• _Stated task_
Count the lines in the data below that contain the string "train", and reply with that number alone.

• _Data excerpts_
· · · ·
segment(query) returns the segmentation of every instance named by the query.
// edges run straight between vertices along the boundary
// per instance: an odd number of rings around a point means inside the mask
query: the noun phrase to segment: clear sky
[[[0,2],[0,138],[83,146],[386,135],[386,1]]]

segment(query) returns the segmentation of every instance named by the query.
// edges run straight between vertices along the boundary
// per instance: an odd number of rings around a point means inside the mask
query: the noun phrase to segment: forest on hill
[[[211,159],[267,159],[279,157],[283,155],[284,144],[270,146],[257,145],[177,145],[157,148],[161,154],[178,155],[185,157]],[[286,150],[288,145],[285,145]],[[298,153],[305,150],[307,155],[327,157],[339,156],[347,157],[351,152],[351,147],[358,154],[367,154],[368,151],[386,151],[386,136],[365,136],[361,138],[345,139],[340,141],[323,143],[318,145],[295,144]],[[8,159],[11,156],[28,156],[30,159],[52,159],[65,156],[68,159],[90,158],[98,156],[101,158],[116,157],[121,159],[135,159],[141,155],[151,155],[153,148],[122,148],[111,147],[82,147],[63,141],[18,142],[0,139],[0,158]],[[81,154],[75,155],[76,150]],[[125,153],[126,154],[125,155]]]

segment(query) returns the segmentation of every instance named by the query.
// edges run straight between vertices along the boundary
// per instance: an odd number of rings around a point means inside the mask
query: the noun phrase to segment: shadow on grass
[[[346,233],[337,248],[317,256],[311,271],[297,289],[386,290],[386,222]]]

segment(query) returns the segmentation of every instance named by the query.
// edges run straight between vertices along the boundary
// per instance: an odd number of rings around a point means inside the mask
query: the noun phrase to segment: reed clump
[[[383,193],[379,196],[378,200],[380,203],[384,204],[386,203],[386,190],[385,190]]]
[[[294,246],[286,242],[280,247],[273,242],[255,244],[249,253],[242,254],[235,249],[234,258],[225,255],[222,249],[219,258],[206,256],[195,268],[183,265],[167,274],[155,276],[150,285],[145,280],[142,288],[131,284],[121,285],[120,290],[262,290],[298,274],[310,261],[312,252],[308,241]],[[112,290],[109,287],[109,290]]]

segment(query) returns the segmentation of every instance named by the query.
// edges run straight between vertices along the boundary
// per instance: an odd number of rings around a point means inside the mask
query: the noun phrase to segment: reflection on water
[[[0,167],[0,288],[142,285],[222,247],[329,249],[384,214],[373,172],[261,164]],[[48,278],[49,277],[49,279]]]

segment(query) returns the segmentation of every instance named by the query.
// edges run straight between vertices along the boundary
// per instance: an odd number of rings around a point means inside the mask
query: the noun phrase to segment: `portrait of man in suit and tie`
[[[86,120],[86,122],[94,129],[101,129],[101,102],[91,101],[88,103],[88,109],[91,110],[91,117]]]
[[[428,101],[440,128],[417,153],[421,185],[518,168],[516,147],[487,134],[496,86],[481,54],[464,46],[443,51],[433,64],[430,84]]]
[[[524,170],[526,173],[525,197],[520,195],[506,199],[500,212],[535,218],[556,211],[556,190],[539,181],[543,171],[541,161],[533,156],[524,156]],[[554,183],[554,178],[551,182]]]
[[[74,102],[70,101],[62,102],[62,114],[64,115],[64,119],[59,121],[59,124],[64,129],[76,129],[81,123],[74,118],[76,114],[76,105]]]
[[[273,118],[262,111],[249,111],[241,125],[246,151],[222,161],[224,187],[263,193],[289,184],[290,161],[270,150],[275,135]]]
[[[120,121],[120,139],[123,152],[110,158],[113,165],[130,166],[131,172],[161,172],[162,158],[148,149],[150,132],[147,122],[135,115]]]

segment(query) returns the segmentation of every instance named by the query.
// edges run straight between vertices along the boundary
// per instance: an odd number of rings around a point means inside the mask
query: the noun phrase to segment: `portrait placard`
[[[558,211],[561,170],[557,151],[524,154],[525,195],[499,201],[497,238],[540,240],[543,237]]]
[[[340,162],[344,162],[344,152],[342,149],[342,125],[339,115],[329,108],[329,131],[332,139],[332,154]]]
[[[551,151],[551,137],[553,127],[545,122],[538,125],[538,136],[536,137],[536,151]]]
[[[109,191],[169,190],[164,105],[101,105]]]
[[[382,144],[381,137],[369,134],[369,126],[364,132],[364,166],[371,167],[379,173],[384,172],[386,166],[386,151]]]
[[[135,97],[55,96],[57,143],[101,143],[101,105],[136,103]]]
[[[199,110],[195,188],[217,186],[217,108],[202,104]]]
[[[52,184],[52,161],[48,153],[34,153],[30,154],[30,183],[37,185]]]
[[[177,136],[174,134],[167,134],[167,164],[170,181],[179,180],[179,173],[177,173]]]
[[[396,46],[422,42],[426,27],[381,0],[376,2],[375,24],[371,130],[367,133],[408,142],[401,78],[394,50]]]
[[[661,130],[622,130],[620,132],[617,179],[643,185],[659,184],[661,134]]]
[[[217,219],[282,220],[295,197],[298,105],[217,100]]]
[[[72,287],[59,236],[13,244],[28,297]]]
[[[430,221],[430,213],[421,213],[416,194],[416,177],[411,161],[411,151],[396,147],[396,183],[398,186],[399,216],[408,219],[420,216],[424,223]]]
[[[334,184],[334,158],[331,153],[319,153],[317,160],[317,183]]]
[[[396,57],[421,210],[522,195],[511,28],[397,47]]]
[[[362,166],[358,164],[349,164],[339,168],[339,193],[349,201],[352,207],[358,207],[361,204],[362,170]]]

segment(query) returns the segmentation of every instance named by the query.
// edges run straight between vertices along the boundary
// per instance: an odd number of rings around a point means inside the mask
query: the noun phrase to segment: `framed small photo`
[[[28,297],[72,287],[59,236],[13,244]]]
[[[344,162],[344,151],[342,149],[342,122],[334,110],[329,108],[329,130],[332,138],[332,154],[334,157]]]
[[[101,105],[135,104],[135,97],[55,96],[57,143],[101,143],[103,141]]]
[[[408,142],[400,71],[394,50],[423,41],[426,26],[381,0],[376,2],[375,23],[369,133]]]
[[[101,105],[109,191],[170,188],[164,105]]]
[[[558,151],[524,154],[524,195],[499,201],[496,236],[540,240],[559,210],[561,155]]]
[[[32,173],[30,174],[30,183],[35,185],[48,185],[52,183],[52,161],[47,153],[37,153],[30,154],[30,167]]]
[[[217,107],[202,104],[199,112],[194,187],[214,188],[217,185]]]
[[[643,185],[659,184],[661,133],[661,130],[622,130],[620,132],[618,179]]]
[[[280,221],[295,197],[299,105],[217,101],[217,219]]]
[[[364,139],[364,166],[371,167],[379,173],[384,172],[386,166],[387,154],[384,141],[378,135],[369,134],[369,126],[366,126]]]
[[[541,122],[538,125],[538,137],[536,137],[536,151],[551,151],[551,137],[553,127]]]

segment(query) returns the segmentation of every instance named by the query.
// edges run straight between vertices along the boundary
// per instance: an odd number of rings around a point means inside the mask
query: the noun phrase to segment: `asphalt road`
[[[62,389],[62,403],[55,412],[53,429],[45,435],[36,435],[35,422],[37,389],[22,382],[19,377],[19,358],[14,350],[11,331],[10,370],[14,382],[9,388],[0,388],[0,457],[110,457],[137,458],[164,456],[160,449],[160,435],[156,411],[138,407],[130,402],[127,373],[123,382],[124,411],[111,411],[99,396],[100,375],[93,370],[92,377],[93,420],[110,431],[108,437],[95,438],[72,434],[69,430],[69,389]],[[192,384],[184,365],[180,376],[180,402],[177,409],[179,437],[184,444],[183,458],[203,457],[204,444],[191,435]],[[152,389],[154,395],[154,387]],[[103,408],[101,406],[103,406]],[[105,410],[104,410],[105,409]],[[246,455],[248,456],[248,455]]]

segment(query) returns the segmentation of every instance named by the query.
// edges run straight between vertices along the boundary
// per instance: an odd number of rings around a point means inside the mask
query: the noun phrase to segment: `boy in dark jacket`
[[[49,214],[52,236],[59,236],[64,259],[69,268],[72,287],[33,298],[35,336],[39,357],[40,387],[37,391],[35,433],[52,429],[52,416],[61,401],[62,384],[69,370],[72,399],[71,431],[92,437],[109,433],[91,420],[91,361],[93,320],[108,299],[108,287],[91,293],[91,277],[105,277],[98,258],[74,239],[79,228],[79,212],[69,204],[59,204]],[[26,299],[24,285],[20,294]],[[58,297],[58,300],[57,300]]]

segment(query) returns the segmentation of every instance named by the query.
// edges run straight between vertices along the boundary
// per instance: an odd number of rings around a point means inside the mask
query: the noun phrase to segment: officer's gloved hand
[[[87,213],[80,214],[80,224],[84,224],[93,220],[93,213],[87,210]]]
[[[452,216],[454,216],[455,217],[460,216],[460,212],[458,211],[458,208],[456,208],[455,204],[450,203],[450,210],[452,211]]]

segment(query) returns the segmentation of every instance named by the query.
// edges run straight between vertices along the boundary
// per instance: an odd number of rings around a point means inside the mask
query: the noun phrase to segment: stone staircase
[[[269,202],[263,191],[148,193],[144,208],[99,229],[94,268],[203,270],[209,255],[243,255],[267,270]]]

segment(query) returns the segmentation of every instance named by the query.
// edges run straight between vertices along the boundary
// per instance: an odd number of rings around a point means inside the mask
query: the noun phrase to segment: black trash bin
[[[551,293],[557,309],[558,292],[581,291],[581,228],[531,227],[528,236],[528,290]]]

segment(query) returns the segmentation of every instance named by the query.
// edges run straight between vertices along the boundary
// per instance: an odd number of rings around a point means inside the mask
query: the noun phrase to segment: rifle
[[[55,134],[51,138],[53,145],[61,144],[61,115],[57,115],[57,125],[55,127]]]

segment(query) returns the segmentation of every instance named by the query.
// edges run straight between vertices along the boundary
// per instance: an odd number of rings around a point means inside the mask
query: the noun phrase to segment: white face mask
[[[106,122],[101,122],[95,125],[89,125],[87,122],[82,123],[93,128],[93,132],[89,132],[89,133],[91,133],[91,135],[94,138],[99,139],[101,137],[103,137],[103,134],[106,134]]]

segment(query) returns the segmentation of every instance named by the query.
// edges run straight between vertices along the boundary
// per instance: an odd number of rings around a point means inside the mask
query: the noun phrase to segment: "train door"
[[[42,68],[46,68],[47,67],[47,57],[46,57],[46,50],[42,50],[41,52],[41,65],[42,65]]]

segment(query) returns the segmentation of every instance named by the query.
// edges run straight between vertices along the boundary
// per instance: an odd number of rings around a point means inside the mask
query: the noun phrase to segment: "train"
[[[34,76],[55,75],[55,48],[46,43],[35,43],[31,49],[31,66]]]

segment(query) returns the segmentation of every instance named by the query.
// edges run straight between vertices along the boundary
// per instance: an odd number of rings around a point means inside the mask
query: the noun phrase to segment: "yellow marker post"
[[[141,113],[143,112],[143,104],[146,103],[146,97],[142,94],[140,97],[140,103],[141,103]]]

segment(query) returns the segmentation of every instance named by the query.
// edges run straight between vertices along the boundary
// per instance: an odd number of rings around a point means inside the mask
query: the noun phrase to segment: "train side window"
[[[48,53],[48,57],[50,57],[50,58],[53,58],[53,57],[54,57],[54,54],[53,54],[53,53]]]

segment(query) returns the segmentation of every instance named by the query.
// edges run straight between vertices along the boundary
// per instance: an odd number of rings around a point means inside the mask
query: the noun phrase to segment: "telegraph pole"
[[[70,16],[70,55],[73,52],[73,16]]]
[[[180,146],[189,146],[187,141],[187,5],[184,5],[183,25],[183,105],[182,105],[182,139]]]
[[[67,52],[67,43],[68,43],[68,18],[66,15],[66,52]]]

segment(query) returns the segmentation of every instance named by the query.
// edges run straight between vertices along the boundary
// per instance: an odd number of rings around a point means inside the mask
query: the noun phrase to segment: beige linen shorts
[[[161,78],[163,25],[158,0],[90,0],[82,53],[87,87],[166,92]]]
· · · ·
• _Response_
3